-- begin --

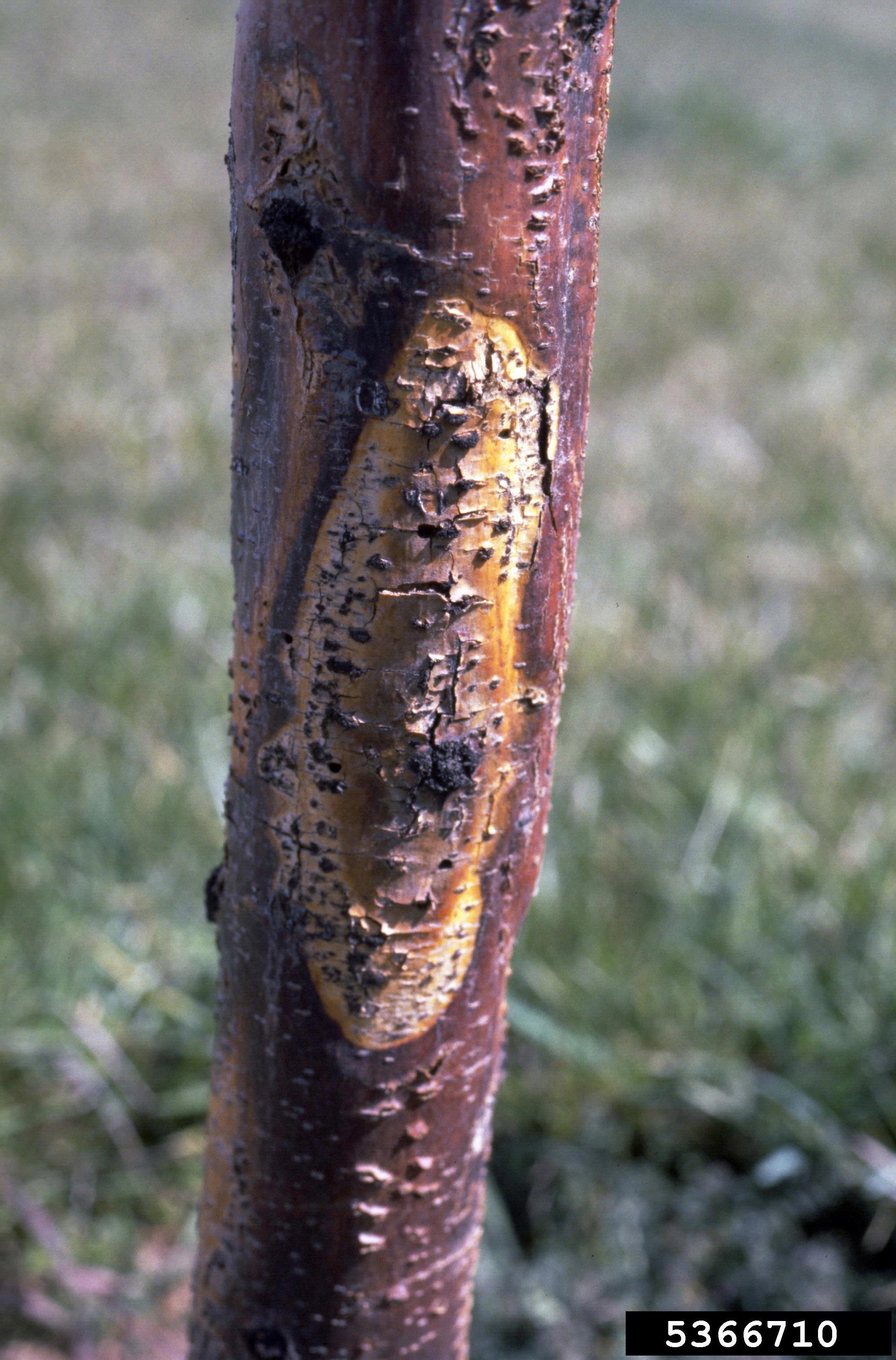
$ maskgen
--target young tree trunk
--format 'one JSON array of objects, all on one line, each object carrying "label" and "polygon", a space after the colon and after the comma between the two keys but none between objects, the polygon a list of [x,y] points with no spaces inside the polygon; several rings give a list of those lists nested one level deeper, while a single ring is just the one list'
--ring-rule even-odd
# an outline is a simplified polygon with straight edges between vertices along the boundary
[{"label": "young tree trunk", "polygon": [[579,520],[613,0],[242,0],[193,1360],[467,1355]]}]

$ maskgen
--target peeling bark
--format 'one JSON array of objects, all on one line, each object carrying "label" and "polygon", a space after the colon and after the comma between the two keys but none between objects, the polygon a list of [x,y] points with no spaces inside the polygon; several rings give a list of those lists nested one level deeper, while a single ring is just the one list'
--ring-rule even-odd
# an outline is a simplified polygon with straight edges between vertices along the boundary
[{"label": "peeling bark", "polygon": [[193,1360],[459,1360],[541,862],[613,4],[242,0]]}]

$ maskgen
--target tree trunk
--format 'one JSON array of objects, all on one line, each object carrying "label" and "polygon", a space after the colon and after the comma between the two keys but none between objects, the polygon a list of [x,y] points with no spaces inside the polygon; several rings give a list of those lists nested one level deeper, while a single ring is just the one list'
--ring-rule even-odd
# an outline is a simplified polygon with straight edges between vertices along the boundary
[{"label": "tree trunk", "polygon": [[579,520],[613,3],[242,0],[193,1360],[467,1355]]}]

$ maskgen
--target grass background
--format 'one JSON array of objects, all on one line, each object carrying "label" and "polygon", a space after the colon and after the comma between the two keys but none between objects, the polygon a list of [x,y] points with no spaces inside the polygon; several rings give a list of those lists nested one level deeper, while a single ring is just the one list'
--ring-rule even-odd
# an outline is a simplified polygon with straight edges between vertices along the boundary
[{"label": "grass background", "polygon": [[[896,1306],[895,30],[885,0],[621,4],[474,1360],[618,1356],[626,1307]],[[0,3],[4,1360],[178,1346],[231,41],[223,0]]]}]

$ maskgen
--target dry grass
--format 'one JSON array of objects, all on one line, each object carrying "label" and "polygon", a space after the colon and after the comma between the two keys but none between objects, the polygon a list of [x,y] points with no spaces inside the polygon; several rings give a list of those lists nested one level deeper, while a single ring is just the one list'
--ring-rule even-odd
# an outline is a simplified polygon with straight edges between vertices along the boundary
[{"label": "dry grass", "polygon": [[[113,1325],[147,1356],[182,1303],[226,764],[230,10],[0,10],[0,1132],[71,1261],[120,1274],[79,1297],[0,1206],[4,1360],[117,1360]],[[892,15],[622,0],[618,42],[477,1360],[618,1355],[625,1306],[896,1302]]]}]

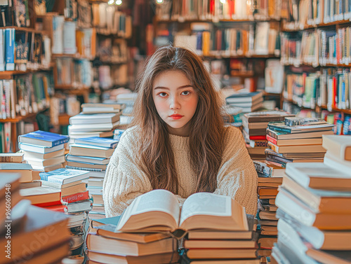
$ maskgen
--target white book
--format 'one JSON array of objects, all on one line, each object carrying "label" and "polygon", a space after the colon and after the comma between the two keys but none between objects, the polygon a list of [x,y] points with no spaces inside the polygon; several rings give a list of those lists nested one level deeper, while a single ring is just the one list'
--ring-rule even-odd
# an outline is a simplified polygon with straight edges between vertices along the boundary
[{"label": "white book", "polygon": [[0,29],[0,71],[5,71],[5,39],[4,29]]},{"label": "white book", "polygon": [[63,53],[65,54],[77,53],[75,22],[65,21],[63,23]]},{"label": "white book", "polygon": [[117,127],[119,125],[119,121],[115,122],[113,124],[85,124],[85,125],[72,125],[71,131],[81,132],[97,132],[97,131],[109,131]]},{"label": "white book", "polygon": [[51,148],[44,147],[38,145],[32,145],[25,143],[19,144],[20,149],[22,151],[28,151],[32,152],[36,152],[37,153],[48,153],[51,152],[56,151],[60,149],[63,149],[64,144],[60,144],[58,146],[53,146]]}]

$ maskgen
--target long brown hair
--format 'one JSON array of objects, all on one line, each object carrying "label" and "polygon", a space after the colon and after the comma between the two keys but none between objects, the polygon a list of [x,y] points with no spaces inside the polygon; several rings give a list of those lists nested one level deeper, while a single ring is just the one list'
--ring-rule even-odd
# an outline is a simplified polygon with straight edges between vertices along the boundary
[{"label": "long brown hair", "polygon": [[213,192],[222,161],[225,130],[220,101],[201,58],[171,46],[161,47],[149,57],[136,84],[138,97],[131,126],[137,126],[138,162],[154,189],[178,194],[178,179],[166,124],[159,116],[152,98],[155,78],[166,71],[181,71],[197,91],[197,108],[191,122],[189,149],[197,176],[196,191]]}]

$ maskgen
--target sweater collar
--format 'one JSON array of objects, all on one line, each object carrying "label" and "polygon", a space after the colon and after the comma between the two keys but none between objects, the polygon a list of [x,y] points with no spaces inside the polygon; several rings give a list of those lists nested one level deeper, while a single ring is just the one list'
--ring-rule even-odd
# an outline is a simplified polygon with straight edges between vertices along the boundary
[{"label": "sweater collar", "polygon": [[180,137],[169,134],[169,140],[172,148],[187,150],[189,148],[189,137]]}]

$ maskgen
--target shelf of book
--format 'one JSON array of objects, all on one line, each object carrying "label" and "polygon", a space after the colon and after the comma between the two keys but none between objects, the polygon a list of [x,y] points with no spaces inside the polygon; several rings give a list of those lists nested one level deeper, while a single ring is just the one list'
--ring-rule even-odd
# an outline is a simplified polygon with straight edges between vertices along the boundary
[{"label": "shelf of book", "polygon": [[305,29],[317,29],[320,27],[331,27],[336,26],[338,25],[347,25],[351,24],[351,21],[349,20],[336,20],[333,21],[329,23],[319,23],[316,25],[305,25],[303,27],[299,25],[296,25],[295,23],[291,23],[289,25],[286,22],[283,22],[282,25],[282,30],[284,32],[296,32],[296,31],[302,31]]},{"label": "shelf of book", "polygon": [[155,20],[156,23],[193,23],[193,22],[279,22],[280,20],[275,18],[265,19],[208,19],[208,20],[188,20],[178,18],[178,20]]},{"label": "shelf of book", "polygon": [[314,109],[313,109],[313,108],[310,108],[310,107],[307,107],[305,106],[300,106],[300,104],[298,104],[297,102],[292,100],[292,99],[288,99],[288,98],[283,98],[283,100],[285,102],[289,102],[290,103],[296,104],[299,107],[301,107],[302,109],[312,109],[312,110],[316,111],[317,112],[319,112],[320,110],[328,110],[328,111],[330,111],[332,112],[340,112],[340,113],[346,113],[348,115],[351,115],[351,109],[340,109],[336,108],[336,107],[332,107],[331,109],[330,108],[329,108],[326,105],[319,106],[317,104],[316,104],[316,107]]}]

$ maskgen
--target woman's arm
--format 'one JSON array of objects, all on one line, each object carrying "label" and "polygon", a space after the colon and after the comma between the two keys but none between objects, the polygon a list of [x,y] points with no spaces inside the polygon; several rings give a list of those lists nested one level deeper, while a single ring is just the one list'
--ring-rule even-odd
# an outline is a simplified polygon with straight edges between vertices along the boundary
[{"label": "woman's arm", "polygon": [[227,127],[221,167],[214,193],[232,196],[246,213],[256,214],[258,176],[244,138],[236,127]]},{"label": "woman's arm", "polygon": [[[152,190],[135,161],[133,137],[128,132],[121,137],[106,169],[102,192],[106,217],[121,215],[135,198]],[[183,205],[185,199],[176,196]]]},{"label": "woman's arm", "polygon": [[129,137],[122,136],[106,169],[102,192],[106,217],[121,214],[135,198],[152,190],[149,179],[136,164]]}]

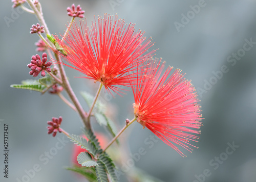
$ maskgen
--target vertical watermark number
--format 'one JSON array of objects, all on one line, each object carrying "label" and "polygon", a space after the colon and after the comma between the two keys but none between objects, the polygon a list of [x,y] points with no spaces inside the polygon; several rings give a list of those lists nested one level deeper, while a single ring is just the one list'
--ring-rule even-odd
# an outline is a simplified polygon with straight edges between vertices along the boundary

-- end --

EXERCISE AIM: Pull out each line of the listing above that contains the string "trunk", treating uppercase and lowercase as different.

RESULT OF THE TASK:
--target young tree trunk
[{"label": "young tree trunk", "polygon": [[579,520],[613,0],[242,0],[193,1360],[467,1355]]}]
--target tree trunk
[{"label": "tree trunk", "polygon": [[579,520],[613,3],[242,0],[193,1360],[467,1355]]}]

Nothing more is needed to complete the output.